SELECTION
---
Not everyone is cut out for the four-years-of-high-school-four-years-of-college thing. I was so burned out in high school (which contributed to my lack of motivation) that I couldn’t take four years of college. Do I want to finish my degree? You bet I do, but it’s not because it’s expected of me. I want to finish it because I want to do it.

I think astro’s daughter should meet with her guidance counselor or a career counselor and have an honest talk about her future. Maybe there is an alternative that would work for her that she would be interested in pursuing.

Robin

Well, most of my brilliant advice has already been mentioned. Darn.
My teen isn’t going through this–yet–but I tend to agree with the back-off-a-bit crowd. It sounds like this has turned into a power struggle, at least on some level, and that’s just bad news all around.
The trick is backing off without coming off like you’re washing your hands of it all. Let her know that you care very much, you’re willing to help her (with a tutor or whatever), but that you realize (after discussing it with 8000 of your best friends…) that this really IS her life, after all, and she is the one who will have to decide how she’s going to do in school. Emphasize to her that high school isn’t everything, because obviously she might be able to continue her education even if she flunked out totally. BUT–and this is a HUGE BUT–putting in a LITTLE effort now will make things easier, should she decide she does want to go straight to college, etc. (I had so many students who gave me the old “I’m gonna quit next year anyway” routine; I always came back with, “Well, if you change your mind–just in case–it will really be cool if you didn’t have to repeat your sophomore year, wouldn’t it? Might be worth at least trying to pass, maybe?” It usually worked for me.)
---
EXERCISE INSTRUCTIONS
(1) In the forum thread, whom does the first poster suggest astro's daughter meet with?
(2) Return the part of the forum thread that opens with the words containing "I think astro’s" and closes with "news all around.".

Photo object pointing items
---
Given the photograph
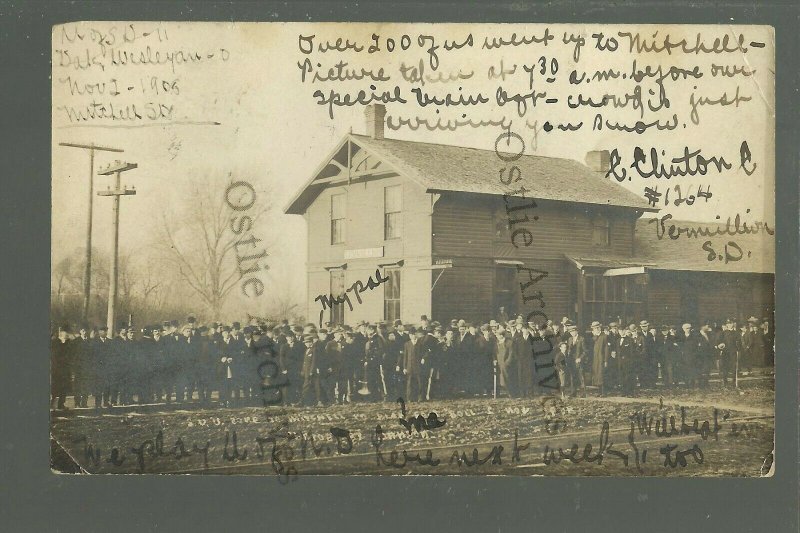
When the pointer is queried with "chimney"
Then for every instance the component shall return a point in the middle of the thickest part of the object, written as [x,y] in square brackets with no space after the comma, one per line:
[375,114]
[599,161]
---
WORKED SOLUTIONS
(1) Her guidance counselor or a career counselor.

(2)
I think astro’s daughter should meet with her guidance counselor or a career counselor and have an honest talk about her future. Maybe there is an alternative that would work for her that she would be interested in pursuing.

Robin

Well, most of my brilliant advice has already been mentioned. Darn.
My teen isn’t going through this–yet–but I tend to agree with the back-off-a-bit crowd. It sounds like this has turned into a power struggle, at least on some level, and that’s just bad news all around.